■ STATED GOAL: Pull out every line in the listing below that contains the word "dried", matching case exactly.

_ _ _ _ _

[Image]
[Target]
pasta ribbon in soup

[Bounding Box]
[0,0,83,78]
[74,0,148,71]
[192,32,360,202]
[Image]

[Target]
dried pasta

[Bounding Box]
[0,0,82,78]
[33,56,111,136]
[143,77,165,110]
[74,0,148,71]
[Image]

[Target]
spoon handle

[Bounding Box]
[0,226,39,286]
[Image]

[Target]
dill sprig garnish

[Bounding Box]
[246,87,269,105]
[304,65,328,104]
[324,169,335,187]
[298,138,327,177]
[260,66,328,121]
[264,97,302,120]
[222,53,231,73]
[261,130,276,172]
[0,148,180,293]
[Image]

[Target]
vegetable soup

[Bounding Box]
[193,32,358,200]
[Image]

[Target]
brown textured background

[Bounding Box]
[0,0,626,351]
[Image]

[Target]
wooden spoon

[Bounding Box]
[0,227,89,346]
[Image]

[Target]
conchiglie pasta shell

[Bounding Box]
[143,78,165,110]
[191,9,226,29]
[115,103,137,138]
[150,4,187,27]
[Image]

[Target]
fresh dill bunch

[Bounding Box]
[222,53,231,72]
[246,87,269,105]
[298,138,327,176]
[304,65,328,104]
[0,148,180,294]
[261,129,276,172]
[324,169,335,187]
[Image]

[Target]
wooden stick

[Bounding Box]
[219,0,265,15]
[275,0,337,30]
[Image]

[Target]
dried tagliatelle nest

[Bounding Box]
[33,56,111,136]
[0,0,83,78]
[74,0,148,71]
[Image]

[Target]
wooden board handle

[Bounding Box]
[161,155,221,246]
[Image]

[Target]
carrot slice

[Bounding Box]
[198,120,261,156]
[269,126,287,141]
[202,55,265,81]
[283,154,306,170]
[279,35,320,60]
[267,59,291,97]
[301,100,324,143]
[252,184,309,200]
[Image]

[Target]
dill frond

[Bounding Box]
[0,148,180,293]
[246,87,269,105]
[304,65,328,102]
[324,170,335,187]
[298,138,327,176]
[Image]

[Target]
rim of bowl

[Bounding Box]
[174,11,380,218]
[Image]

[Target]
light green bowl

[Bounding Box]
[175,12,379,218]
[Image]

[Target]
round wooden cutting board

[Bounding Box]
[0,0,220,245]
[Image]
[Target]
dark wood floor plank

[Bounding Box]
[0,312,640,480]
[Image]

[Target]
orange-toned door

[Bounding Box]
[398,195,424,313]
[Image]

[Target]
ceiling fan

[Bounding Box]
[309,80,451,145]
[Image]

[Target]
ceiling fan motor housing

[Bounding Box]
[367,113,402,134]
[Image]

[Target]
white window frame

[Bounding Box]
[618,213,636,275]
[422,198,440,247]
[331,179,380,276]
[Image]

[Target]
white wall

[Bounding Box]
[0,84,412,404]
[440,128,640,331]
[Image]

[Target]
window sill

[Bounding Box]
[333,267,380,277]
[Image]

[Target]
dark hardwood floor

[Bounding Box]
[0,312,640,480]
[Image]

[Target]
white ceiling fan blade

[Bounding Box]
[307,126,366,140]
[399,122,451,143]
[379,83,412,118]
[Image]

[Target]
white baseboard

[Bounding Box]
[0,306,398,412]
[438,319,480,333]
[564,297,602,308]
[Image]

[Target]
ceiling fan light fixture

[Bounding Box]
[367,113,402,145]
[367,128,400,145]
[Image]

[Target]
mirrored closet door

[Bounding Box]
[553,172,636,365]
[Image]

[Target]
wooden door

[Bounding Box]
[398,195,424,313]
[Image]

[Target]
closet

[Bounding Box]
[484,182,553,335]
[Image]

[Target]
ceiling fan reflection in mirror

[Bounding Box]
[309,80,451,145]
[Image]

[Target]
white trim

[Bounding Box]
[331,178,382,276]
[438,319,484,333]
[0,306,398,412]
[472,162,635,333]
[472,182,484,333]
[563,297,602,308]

_ _ _ _ _

■ ANSWER TO THIS PROBLEM:
dried pasta
dried tagliatelle nest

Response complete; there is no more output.